• [Stored items]
* * * * * * * * *
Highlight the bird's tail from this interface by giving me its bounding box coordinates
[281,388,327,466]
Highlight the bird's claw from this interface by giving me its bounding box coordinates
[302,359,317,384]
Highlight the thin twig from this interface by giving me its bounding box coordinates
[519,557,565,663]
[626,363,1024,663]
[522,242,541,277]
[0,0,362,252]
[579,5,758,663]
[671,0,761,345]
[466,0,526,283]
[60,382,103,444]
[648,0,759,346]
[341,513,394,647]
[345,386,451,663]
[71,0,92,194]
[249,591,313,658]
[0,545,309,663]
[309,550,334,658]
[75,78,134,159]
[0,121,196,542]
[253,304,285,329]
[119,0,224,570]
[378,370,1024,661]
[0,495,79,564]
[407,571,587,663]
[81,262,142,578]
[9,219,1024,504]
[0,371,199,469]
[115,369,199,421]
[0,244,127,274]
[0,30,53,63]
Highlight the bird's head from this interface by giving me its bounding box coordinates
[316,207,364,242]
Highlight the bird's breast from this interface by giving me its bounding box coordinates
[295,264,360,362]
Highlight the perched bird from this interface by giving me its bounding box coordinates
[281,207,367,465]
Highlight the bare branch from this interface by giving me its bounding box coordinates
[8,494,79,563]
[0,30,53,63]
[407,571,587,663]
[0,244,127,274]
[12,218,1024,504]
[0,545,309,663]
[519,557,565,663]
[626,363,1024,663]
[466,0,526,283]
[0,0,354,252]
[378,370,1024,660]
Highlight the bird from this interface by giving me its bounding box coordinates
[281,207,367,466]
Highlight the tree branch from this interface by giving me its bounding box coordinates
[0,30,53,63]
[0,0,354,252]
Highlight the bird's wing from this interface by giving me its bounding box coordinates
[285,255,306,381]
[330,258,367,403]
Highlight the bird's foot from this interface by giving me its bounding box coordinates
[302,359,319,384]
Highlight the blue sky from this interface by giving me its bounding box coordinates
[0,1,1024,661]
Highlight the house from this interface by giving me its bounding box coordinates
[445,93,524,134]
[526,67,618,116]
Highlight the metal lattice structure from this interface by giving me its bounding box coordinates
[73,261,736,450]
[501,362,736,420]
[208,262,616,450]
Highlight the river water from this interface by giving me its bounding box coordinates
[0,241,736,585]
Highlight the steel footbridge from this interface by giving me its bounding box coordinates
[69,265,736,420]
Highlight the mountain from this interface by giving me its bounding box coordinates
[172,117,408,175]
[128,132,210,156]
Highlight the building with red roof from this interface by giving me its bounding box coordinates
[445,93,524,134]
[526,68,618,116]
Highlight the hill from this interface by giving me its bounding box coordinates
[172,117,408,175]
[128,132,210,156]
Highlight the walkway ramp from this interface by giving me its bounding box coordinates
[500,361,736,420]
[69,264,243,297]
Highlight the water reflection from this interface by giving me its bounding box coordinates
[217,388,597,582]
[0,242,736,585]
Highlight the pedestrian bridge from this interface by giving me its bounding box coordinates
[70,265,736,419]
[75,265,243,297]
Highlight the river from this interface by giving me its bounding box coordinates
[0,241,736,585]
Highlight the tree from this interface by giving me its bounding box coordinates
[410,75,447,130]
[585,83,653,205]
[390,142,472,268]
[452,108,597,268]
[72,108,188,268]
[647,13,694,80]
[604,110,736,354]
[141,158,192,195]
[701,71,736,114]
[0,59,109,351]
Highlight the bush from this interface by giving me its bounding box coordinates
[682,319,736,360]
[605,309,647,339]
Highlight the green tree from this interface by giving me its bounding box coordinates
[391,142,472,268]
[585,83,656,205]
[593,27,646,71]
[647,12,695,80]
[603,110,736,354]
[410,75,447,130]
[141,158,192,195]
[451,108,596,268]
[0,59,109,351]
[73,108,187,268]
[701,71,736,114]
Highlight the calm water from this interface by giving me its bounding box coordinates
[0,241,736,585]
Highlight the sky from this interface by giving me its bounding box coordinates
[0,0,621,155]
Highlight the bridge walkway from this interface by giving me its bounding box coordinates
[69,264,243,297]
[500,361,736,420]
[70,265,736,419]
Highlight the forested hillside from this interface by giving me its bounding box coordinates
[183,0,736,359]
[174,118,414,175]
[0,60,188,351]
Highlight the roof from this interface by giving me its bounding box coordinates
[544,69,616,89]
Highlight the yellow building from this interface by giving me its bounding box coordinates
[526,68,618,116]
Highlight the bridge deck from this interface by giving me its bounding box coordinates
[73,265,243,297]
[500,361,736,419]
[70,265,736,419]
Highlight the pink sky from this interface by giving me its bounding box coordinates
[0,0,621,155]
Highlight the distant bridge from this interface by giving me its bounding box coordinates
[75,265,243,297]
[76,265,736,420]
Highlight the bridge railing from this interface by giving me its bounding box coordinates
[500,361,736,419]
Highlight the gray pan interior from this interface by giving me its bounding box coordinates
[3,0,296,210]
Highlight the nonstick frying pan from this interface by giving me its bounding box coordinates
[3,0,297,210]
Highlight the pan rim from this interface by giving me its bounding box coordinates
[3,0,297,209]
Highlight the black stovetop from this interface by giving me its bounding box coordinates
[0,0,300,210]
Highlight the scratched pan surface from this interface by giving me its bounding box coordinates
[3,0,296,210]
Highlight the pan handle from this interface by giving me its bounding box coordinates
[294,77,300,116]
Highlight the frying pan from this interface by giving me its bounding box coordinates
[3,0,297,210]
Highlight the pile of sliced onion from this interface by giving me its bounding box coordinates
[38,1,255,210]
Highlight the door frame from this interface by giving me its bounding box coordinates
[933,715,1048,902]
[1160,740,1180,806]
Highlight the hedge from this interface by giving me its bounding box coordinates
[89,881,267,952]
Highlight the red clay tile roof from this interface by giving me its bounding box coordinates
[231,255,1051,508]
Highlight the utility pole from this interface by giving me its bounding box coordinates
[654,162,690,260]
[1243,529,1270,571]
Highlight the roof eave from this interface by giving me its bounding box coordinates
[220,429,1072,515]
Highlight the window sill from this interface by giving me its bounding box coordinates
* * * * * * * * *
• [REQUIREMENTS] Write out the records above again, switching each "from this interface" to "in this view" and keeping everything else the same.

• [COMPLETE RESPONSE]
Highlight the bird's tail in this view by giving me its bounding box coordinates
[281,388,327,466]
Highlight the bird's claw in this view by giving me its bounding box coordinates
[302,359,317,384]
Highlight the thin twig in this view by giving me its bounding box coordinates
[519,557,565,663]
[626,363,1024,663]
[522,242,541,277]
[0,0,362,252]
[579,5,758,663]
[671,0,761,345]
[466,0,526,283]
[60,382,103,444]
[648,0,759,346]
[341,513,394,647]
[345,386,451,663]
[71,0,92,194]
[249,591,313,658]
[0,545,309,663]
[309,550,334,658]
[75,78,134,159]
[0,121,196,542]
[253,304,285,329]
[119,0,224,570]
[378,370,1024,661]
[0,495,79,564]
[407,571,587,663]
[81,262,142,578]
[9,219,1024,504]
[0,371,199,469]
[115,369,199,421]
[0,244,127,274]
[0,30,53,63]
Highlight the bird's head in this view by giving me its bounding box coordinates
[316,207,364,242]
Highlight the bird's breast in this view by giving me its bounding box coordinates
[295,264,360,362]
Highlight the perched bird in this view by giving me its bounding box coordinates
[281,207,367,465]
Highlight the bare branch in this view by giving me its bounding box coordinates
[8,494,79,563]
[0,30,53,63]
[407,571,587,663]
[0,244,127,274]
[12,218,1024,504]
[0,545,309,663]
[519,557,565,663]
[626,363,1024,663]
[466,0,526,283]
[0,0,354,252]
[378,370,1024,660]
Highlight the bird in this view by giving me its bounding box coordinates
[281,207,367,466]
Highlight the tree branch in this view by giving me its bounding box coordinates
[0,30,53,63]
[0,0,354,252]
Highlight the bird's wing in this view by giving me its bounding box coordinates
[285,255,306,381]
[330,258,367,403]
Highlight the bird's foot in this view by giving me its bounding box coordinates
[302,359,319,384]
Highlight the blue sky in this view by giving me its bounding box coordinates
[0,1,1024,661]
Highlight the house in this view by giving me its bounding box coordinates
[445,93,524,134]
[526,67,618,116]
Highlight the metal lattice structure in this view by giving me its bounding box coordinates
[73,261,736,450]
[501,362,736,420]
[208,262,616,450]
Highlight the river water in this view by giving me its bounding box coordinates
[0,241,736,585]
Highlight the steel footbridge in this view by giving me its bounding box coordinates
[69,265,736,420]
Highlight the mountain in this view by giving me its bounding box coordinates
[172,117,408,175]
[128,132,210,156]
Highlight the building with red roof in this view by giving me its bounding box coordinates
[445,93,524,134]
[526,68,618,116]
Highlight the hill in this view by giving me its bounding box coordinates
[172,117,408,175]
[128,132,210,156]
Highlight the walkway ramp in this view by giving me its bounding box coordinates
[500,361,736,420]
[69,264,243,297]
Highlight the water reflection in this view by giving me its bounding box coordinates
[217,388,597,582]
[0,242,736,585]
Highlight the pedestrian bridge in this view by giving me its bounding box coordinates
[70,265,736,419]
[75,265,243,297]
Highlight the river in this view by giving me its bounding box coordinates
[0,241,736,585]
Highlight the tree in this view by giving me its bounding box coordinates
[410,75,447,130]
[585,83,653,205]
[390,142,472,268]
[452,108,597,268]
[72,108,188,268]
[647,13,694,80]
[604,110,736,354]
[141,158,192,195]
[701,71,736,114]
[0,59,109,351]
Highlight the bush in this view by giving me its bounding box coordinates
[682,319,736,360]
[605,309,647,339]
Highlight the green tree in this view by giving me its bounding box coordinates
[391,142,472,268]
[585,83,656,205]
[593,27,646,71]
[647,12,695,80]
[603,110,736,354]
[410,75,447,130]
[141,158,192,195]
[451,108,596,268]
[0,59,109,351]
[73,108,187,268]
[701,71,736,114]
Highlight the calm water in this view by giving me its bounding box coordinates
[0,241,736,585]
Highlight the sky in this view by giving me its bounding box coordinates
[0,0,621,155]
Highlight the bridge walkway in this view by giving me its bounding box coordinates
[69,264,243,297]
[500,361,736,420]
[70,265,736,419]
Highlight the forested hillside in this view by giving me its bounding box coordinates
[183,0,736,359]
[174,118,414,175]
[0,60,188,351]
Highlight the roof in this view by giving me its bounding box coordinates
[544,69,616,89]
Highlight the yellow building in this view by giving me its bounding box coordinates
[526,68,618,116]
Highlight the bridge deck in this view by giving me its bounding box coordinates
[73,265,243,297]
[500,361,736,419]
[70,265,736,419]
Highlight the pink sky in this view by giving me its bounding box coordinates
[0,0,621,155]
Highlight the distant bridge in this view by giving me its bounding box coordinates
[75,265,243,297]
[76,265,736,420]
Highlight the bridge railing in this view by giving me its bounding box coordinates
[500,361,736,419]
Highlight the gray pan interior in this view by giving me its bounding box coordinates
[3,0,296,210]
Highlight the nonstick frying pan in this view by giving me its bounding box coordinates
[3,0,297,210]
Highlight the pan rim in this view by giving me its bounding box coordinates
[3,0,297,209]
Highlight the black stovetop in this view by giving me its bounding box coordinates
[0,0,300,210]
Highlight the scratched pan surface in this view by giving me its bounding box coordinates
[3,0,296,210]
Highlight the pan handle in this view by giving me its bounding box coordinates
[294,77,300,116]
Highlight the frying pan in this view by giving me its bounding box coordinates
[3,0,297,210]
Highlight the pile of sliced onion in this view by giving me its bounding box coordinates
[38,1,255,210]
Highlight the door frame in this view by giving me its bounding box coordinates
[933,715,1048,902]
[1160,740,1180,806]
Highlight the hedge in this view by giving me its bounding box coordinates
[89,881,267,952]
Highlight the red clay tile roof in this view by giving me its bounding box coordinates
[231,255,1051,508]
Highlight the utility pole in this view by giving me its bounding box coordinates
[654,162,690,260]
[1243,529,1270,571]
Highlight the roof eave in this view by giving me its bounding box coordinates
[220,429,1072,515]
Highlight the window sill in this view by giving me its bounding box coordinates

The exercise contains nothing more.